## Data entries
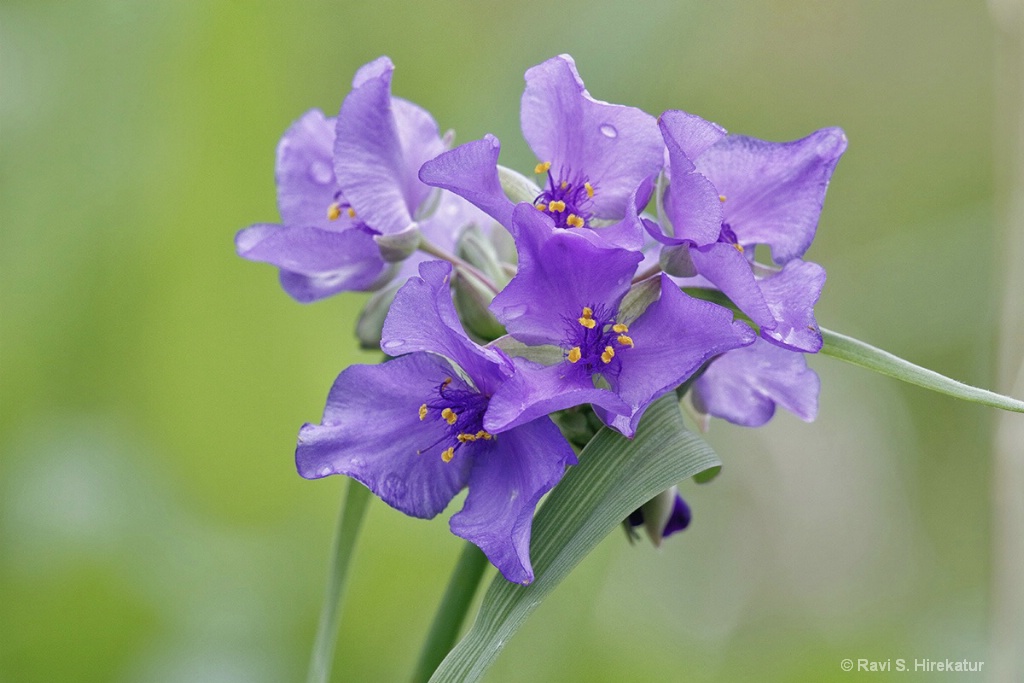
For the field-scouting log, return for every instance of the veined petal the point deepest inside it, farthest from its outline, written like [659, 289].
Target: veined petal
[691, 202]
[560, 271]
[791, 296]
[372, 432]
[505, 486]
[729, 270]
[537, 390]
[423, 318]
[314, 263]
[744, 385]
[614, 145]
[471, 171]
[774, 190]
[304, 173]
[671, 340]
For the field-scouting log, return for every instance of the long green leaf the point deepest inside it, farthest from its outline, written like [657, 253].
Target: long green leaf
[614, 477]
[865, 355]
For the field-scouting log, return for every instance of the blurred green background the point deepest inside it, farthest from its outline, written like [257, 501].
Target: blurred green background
[152, 525]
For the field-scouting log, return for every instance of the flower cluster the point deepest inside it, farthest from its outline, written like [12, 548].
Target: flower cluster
[625, 271]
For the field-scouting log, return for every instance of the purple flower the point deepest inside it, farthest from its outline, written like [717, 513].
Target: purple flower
[729, 194]
[413, 429]
[566, 294]
[744, 385]
[593, 158]
[347, 191]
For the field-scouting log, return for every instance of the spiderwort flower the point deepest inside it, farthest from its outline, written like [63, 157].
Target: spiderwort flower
[414, 429]
[729, 193]
[566, 294]
[744, 385]
[348, 194]
[593, 158]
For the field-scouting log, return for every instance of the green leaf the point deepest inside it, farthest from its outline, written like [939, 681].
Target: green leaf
[614, 477]
[865, 355]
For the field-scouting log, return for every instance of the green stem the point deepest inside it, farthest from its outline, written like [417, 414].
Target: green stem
[865, 355]
[452, 612]
[349, 521]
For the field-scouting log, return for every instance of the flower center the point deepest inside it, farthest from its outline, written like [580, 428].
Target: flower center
[462, 411]
[565, 200]
[594, 339]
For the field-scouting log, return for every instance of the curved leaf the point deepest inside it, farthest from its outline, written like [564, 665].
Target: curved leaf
[615, 476]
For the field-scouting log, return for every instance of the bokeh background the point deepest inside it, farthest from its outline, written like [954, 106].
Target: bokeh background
[152, 525]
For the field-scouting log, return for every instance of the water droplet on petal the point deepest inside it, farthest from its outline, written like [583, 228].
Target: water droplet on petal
[321, 172]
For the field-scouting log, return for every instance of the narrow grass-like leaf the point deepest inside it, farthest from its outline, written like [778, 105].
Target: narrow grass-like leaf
[614, 477]
[865, 355]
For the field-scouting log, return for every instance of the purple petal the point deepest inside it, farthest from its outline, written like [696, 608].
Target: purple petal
[538, 390]
[372, 432]
[791, 296]
[423, 318]
[381, 143]
[614, 146]
[743, 386]
[774, 190]
[471, 171]
[729, 270]
[560, 271]
[691, 202]
[671, 340]
[505, 486]
[313, 263]
[304, 173]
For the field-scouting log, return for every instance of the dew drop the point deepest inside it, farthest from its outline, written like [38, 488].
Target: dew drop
[515, 311]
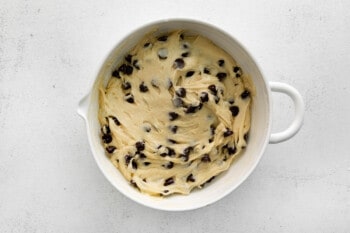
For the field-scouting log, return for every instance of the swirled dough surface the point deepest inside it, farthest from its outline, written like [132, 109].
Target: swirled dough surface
[175, 113]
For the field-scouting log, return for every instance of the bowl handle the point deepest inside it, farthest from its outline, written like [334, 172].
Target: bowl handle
[299, 111]
[83, 106]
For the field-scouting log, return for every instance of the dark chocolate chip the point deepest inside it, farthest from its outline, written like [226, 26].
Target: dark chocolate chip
[140, 146]
[189, 73]
[179, 63]
[236, 69]
[127, 159]
[142, 156]
[135, 64]
[204, 97]
[169, 181]
[181, 92]
[228, 132]
[245, 94]
[143, 87]
[173, 128]
[128, 58]
[110, 149]
[173, 116]
[246, 136]
[134, 164]
[206, 158]
[231, 150]
[105, 129]
[116, 74]
[221, 76]
[234, 110]
[171, 151]
[126, 86]
[213, 89]
[106, 138]
[221, 62]
[129, 98]
[185, 54]
[115, 119]
[168, 165]
[178, 102]
[190, 178]
[206, 71]
[162, 38]
[172, 141]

## Work required
The records above are to be reproduced exactly; the pictures are to be left out.

## The response
For the field-scouting log, return for every instance of the veined petal the point deepest inside it, farthest from its outline, written like [659, 289].
Target: veined petal
[691, 202]
[560, 271]
[791, 296]
[372, 432]
[505, 486]
[729, 270]
[537, 390]
[423, 318]
[314, 263]
[744, 385]
[614, 145]
[471, 171]
[774, 190]
[304, 173]
[671, 340]
For the field-scouting log, return for every instance of the long green leaf the point deepest inside it, farthest from its outline, written like [657, 253].
Target: long green leaf
[614, 477]
[865, 355]
For the field-scouting log, return for every instance of the blurred green background the point deepest inside it, farthest from its outline, written like [257, 501].
Target: blurred green background
[152, 525]
For the field-scouting log, return for every instance of the flower cluster the point deepest inside it, farthest from its outline, written like [12, 548].
Target: flower cluster
[625, 271]
For the field-scouting log, return for every instance of the purple flower the point deepest inside it, farthest from its outline, written like [717, 513].
Target: purple flower
[729, 194]
[413, 429]
[566, 294]
[744, 385]
[593, 158]
[347, 191]
For the field-scouting log, return for every instance of the spiderwort flower the point deepest inside it, farthest from its outline, written like [63, 157].
Target: spiderwort flower
[414, 429]
[729, 193]
[566, 294]
[744, 385]
[348, 194]
[593, 158]
For the field-scouting log, return for every instance of the green leaf the point deepest inside it, farthest from its outline, written like [939, 681].
Target: green leaf
[614, 477]
[865, 355]
For the field-scouting log, return for every instance of the green stem the point deepest inside it, farthest from its outline, written like [417, 414].
Target: green stem
[865, 355]
[452, 612]
[349, 521]
For the field-scouting log, return for every instance of the flower center the point deepest inside it, farthest from its outline, written like [580, 428].
Target: flower center
[462, 411]
[565, 200]
[594, 339]
For the field-scouting log, return for every instance of the curved leaf the point deepest inside it, farthest from its outline, written like [564, 665].
Target: curved leaf
[615, 476]
For the field-scouting log, return for every instance of the bokeh background the point deepest inside it, farthest from its outline, written like [954, 106].
Target: bokeh background
[152, 525]
For the field-scouting log, return for every instance of the water droplet on petal the point deepest inside it, farthest from its outline, written like [583, 228].
Target: water droplet on petal
[321, 172]
For the field-scouting log, return for every instance of the narrow grass-like leaf the point deepest inside it, farthest from its outline, written like [778, 105].
Target: narrow grass-like leaf
[614, 477]
[865, 355]
For the field-scouting log, return for every instance of the purple petal the point deepest inside it, farthest from its outline, written like [696, 608].
Target: purple petal
[538, 390]
[372, 432]
[791, 296]
[423, 318]
[381, 143]
[614, 146]
[743, 386]
[774, 190]
[471, 171]
[729, 270]
[560, 271]
[691, 202]
[671, 340]
[505, 486]
[313, 263]
[304, 173]
For the field-scouting log, return for every instance of the dew drop the point deepest inside it, farthest from its outline, written like [38, 488].
Target: dew drop
[515, 311]
For the field-scouting log, return for every instance of the swirled dough surface the point deepest inside it, farthest from its outline, written like [132, 109].
Target: swirled dough surface
[175, 113]
For the field-scouting log, return for every instance of the bowl handle the point deepest inside it, farthest from its outline, written like [334, 172].
Target: bowl handle
[299, 111]
[83, 106]
For the field-scouting log, return for every instance of the dark chocolate chip the point deepest inside it, farthest from its outline, written like [226, 26].
Target: dark chocolate chip
[140, 146]
[189, 73]
[179, 63]
[236, 69]
[127, 159]
[142, 156]
[135, 64]
[204, 97]
[169, 181]
[181, 92]
[228, 132]
[245, 94]
[143, 87]
[173, 128]
[128, 58]
[110, 149]
[173, 116]
[246, 136]
[134, 164]
[206, 158]
[231, 150]
[105, 129]
[116, 74]
[221, 76]
[234, 110]
[171, 151]
[126, 86]
[213, 89]
[106, 138]
[221, 62]
[129, 98]
[185, 54]
[115, 119]
[168, 165]
[178, 102]
[190, 178]
[206, 71]
[162, 38]
[172, 141]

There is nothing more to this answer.